= ASSIGNMENT =
In the material below, identify each line bearing the word "phrase". Reproduce those lines.

=== STUDY MATERIAL ===

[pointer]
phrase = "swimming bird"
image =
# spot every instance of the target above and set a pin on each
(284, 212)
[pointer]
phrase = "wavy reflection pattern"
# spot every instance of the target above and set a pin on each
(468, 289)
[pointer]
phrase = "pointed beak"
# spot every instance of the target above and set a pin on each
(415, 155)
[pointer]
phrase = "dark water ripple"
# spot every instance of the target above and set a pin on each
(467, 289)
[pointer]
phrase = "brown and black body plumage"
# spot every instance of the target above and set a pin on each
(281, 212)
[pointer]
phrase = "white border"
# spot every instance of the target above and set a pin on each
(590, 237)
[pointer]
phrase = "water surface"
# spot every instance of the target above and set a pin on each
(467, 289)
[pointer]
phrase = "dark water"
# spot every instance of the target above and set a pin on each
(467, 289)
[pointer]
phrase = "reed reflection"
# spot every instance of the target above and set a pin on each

===

= SOLUTION =
phrase = "swimming bird"
phrase = "wavy reflection pattern"
phrase = "pointed beak"
phrase = "dark water ripple"
phrase = "brown and black body plumage"
phrase = "white border"
phrase = "water surface"
phrase = "dark water"
phrase = "reed reflection"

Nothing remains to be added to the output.